Set task >>
Swap "field-scouting log" for "site survey log" in everything from the line with "of the cloudy" down to the line with "x=1263, y=602", and give those rows again with nothing else changed.
---------- Material ----------
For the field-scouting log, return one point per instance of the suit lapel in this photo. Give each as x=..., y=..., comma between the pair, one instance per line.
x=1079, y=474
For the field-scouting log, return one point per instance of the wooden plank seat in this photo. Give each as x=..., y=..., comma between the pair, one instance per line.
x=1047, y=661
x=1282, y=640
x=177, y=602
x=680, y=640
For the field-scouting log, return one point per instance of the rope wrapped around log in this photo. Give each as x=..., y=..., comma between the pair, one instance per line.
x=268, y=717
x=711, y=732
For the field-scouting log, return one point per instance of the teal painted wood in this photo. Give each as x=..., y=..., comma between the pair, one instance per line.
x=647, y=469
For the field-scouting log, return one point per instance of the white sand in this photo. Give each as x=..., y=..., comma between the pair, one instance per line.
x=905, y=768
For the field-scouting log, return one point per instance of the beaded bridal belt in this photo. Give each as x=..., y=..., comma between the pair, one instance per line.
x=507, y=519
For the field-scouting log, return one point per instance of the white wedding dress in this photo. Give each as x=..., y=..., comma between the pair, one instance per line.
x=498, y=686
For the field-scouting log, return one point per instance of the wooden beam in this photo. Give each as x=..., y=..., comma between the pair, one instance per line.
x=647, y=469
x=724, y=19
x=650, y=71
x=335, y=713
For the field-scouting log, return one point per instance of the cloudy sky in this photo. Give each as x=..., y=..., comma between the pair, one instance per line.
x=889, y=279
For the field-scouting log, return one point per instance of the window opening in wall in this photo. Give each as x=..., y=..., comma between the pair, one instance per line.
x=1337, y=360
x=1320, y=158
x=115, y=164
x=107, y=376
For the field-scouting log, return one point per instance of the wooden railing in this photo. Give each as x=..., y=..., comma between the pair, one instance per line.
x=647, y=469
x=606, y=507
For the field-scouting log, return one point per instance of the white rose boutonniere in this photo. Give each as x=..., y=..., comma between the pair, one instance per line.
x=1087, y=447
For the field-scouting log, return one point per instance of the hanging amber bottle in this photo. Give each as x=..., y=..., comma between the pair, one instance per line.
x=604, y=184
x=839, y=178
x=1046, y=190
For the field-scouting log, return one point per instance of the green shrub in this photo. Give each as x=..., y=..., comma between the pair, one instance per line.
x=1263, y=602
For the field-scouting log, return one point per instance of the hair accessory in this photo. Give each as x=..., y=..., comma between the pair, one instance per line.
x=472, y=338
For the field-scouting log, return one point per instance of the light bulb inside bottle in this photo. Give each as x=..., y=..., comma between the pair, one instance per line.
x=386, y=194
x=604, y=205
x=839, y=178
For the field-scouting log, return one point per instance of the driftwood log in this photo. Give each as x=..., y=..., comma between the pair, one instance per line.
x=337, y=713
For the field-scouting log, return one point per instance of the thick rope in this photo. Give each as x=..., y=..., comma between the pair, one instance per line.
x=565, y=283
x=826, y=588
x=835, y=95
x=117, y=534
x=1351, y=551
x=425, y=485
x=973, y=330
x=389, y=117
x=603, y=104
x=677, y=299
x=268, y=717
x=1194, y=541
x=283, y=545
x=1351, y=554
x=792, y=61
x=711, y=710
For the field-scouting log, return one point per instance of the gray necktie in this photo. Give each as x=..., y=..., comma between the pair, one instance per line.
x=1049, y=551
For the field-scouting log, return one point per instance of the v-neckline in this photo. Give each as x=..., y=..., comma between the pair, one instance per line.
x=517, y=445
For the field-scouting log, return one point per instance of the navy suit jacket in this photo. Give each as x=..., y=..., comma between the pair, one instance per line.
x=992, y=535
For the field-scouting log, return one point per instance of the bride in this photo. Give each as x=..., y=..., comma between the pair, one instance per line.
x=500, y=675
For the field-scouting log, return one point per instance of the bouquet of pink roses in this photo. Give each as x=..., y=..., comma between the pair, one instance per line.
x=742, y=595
----------
Answer to this problem >>
For the site survey log, return one point per instance of the cloudy sky in this photo. Give each as x=..., y=..., comma between the pair, one instance per line.
x=889, y=279
For the site survey log, return one point per instance of the window opening in wall in this photo. Give each as x=..., y=..., comma between the pair, one instance per line.
x=1337, y=360
x=1320, y=158
x=115, y=164
x=107, y=376
For the site survey log, return one point per instance of the wooden railing in this photo. Give each as x=..., y=..., comma between the pair, one instance per line.
x=647, y=469
x=606, y=507
For the site survey log, return one point per instance of the white rose boutonniere in this photo. Give each as x=..., y=..., comma between the pair, one instance per line.
x=1087, y=447
For the site survey log, return one point per instance of the hanging amber bottle in this photo. Give each as x=..., y=..., comma between the pair, one instance per line.
x=604, y=184
x=839, y=178
x=1046, y=190
For the site survey log, return one point per instance of the green shrub in this photo. Give each as x=..., y=..., comma between the pair, one instance per line.
x=1263, y=602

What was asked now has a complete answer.